***** STORED DATA

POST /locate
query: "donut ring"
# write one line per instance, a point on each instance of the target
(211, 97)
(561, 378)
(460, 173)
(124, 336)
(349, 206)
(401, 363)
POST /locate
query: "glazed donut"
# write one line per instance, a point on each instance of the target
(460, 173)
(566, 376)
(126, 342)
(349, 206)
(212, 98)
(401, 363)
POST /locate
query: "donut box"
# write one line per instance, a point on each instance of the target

**********

_YOUR TASK_: All of the material is to be copied word for word.

_EXERCISE RESULT_:
POST /locate
query: "donut ring"
# write one line per instance, a point on each instance of the target
(211, 97)
(561, 378)
(460, 173)
(124, 336)
(349, 206)
(401, 363)
POST /locate
query: "glazed donut"
# write one line per instance, a point on each instance of the target
(460, 173)
(566, 376)
(126, 342)
(349, 206)
(212, 98)
(401, 363)
POST /locate
query: "donut box"
# write one line per instance, a point on each instance of the target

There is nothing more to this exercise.